TO-DO LIST =>
a. Find every line in the rows that contains the word "When" and copy each of those lines.
b. Pick up the article below about the Qantas non-stop flight from London to Sydney and continue it from its last sentence.

TEXT EXTRACT =>
+ + + +

The Boeing 787 Dreamliner, registration VH ZNJ and named Longreach, reduced travel time by two hours compared with current one-stop services from the east coast of Australia. Qantas aims to run non-stop flights from Sydney to London and New York from 2023 but is first investigating ways of improving crew and passenger well-being on what it calls “ultra” long haul services before making a decision on the new route by the end of the year.

The flight is only the second time any commercial airline has flown this route non-stop, after Qantas flew a near-empty 747-400 in 1989. This week’s flight carried 49 passengers and crew and used around half the amout of fuel – upon landing there was approximately 6300kg which translates to about 1 hour 45 minutes of flight time

The flight flew across 11 countries including England, Netherlands, Germany, Poland, Belarus, Russia, Kazakhstan, China, Philippines and Indonesia before crossing the Australian coast near Darwin, tracking south east across Australia towards Sydney.

The airline has re-purposed the delivery flights of three brand new 787 Dreamliner aircraft for the research project, which it has called “Project Sunrise”. Last month it ran a New York to Sydney service and next month that route will be repeated for the final research flight.

Cockpit with flight crew

Crew worked a four shift pattern on the 19 hour flight between London and Sydney (Image: Qantas)

+ + + +

PROVIDED RECORDS =>
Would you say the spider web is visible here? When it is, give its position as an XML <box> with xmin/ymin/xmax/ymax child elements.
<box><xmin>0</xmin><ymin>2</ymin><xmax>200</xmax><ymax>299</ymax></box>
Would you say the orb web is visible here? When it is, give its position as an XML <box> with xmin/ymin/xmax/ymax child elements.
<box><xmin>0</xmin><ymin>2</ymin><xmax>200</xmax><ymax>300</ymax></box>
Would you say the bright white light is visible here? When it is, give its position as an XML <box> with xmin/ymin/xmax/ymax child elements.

+ + + +

EXERCISE RESPONSES =>
a.
Would you say the spider web is visible here? When it is, give its position as an XML <box> with xmin/ymin/xmax/ymax child elements.
Would you say the orb web is visible here? When it is, give its position as an XML <box> with xmin/ymin/xmax/ymax child elements.
Would you say the bright white light is visible here? When it is, give its position as an XML <box> with xmin/ymin/xmax/ymax child elements.

b.
Researchers from the University of Sydney’s Charles Perkins Centre as well as the Cooperative Research Centre for Alertness, Safety and Productivity (Alertness CRC) are traveling on the flights to collect passenger and crew data.

Professor Corinne Caillaud from the Charles Perkins Centre said that data from all three flights will be used for the analysis. He said, “We are hopeful that the interventions and strategies we tried on the first research flight helped passengers better manage the challenges of crossing multiple time zones. From a research point of view, it was something quite novel.

“The second flight involved passengers eating supper at breakfast time, with the aim of encouraging them to sleep at 10am in the morning London time to help avoid light and reset their body clock to Sydney time.”

Cabin lighting and temperature, stretching and meditation will also play key roles in the research.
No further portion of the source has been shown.